- _TEXTE PROPOSÉ_:
Au nom de la neutralité de l’État, des personnalités, apparemment bien
intentionnées, ont mené campagne pour étendre le concept de
l’interdiction de « signes convictionnels » aux
fonctionnaires. Neutralité qui du reste n’a jamais été définie. Se
caractérise-t-elle par l’absence d’expression de convictions
personnelles ou au contraire par l’affichage d’un pluralisme
assumé ?
Remarquons d’abord que les convictions peuvent transparaître au travers
d’autres moyens que des signes identifiables. Par exemple, un
professeur de français qui choisit des textes et des livres à lire par
ses élèves fait-il un choix neutre ?
À la réflexion, cette campagne avait des objectifs ambigus. Interdire
le voile était-il, comme prétendu, le meilleur moyen d’assurer
l’émancipation des femmes musulmanes ? Certains ne visaient-ils
pas le voile pour mieux atteindre la croix ? Car ne nous y
trompons pas, exclure les signes religieux de la sphère publique n’est
pas une action neutre et constitue en elle-même une option
philosophique.
Aussi, quand pour des objectifs peu avouables, le leader nationaliste
Bart De Wever s’engouffre avec délectation dans la brèche ouverte par
son prédécesseur socialiste ayant réglementé la matière à Anvers et
s’empare du concept pour interdire le port d’un tee-shirt arc-en-ciel
aux guichetiers, le débat rebondit. Et les censeurs d’hier sont, non
sans raison, les premiers à crier au scandale aujourd’hui.

- _DONNÉES FOURNIES_:
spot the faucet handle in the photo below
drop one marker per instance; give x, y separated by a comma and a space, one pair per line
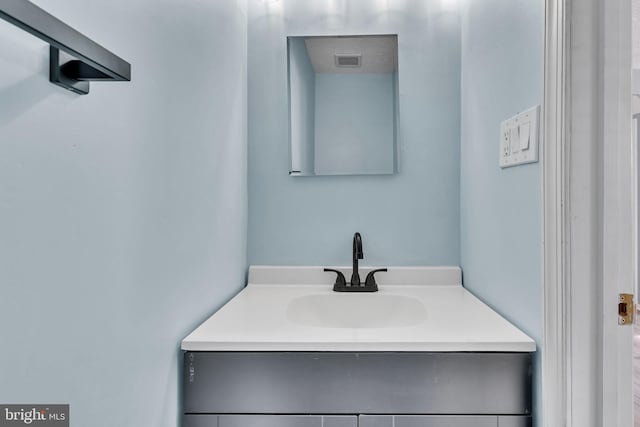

- _CONSIGNE 1_:
Traduisez en anglais la phrase suivante du texte sur la neutralité de l’État : « Remarquons d’abord que les convictions peuvent transparaître au travers d’autres moyens que des signes identifiables. »
- _CONSIGNE 2_:
D’après le texte sur la neutralité de l’État, pourquoi exclure les signes religieux de la sphère publique n’est-il pas une action neutre ? Répondez en une à trois phrases.
- _CONSIGNE 3_:
Répondez aux questions suivantes à partir du texte sur la neutralité de l’État :
(a) Quel exemple le texte donne-t-il de convictions qui transparaissent autrement que par des signes identifiables ?
(b) Dans quelle ville le prédécesseur socialiste avait-il réglementé la matière ?
(c) Quel vêtement Bart De Wever veut-il interdire aux guichetiers ?
Les données constituent un matériau distinct du texte proposé.

- _RÉPONSE RÉDIGÉE 1_:
Let us first note that convictions can show through means other than identifiable signs.

- _RÉPONSE RÉDIGÉE 2_:
Selon le texte, exclure les signes religieux de la sphère publique constitue en soi une option philosophique. Cette exclusion est donc elle-même un choix et ne saurait être tenue pour neutre.

- _RÉPONSE RÉDIGÉE 3_:
(a) Un professeur de français qui choisit des textes et des livres à lire par ses élèves.
(b) À Anvers.
(c) Un tee-shirt arc-en-ciel.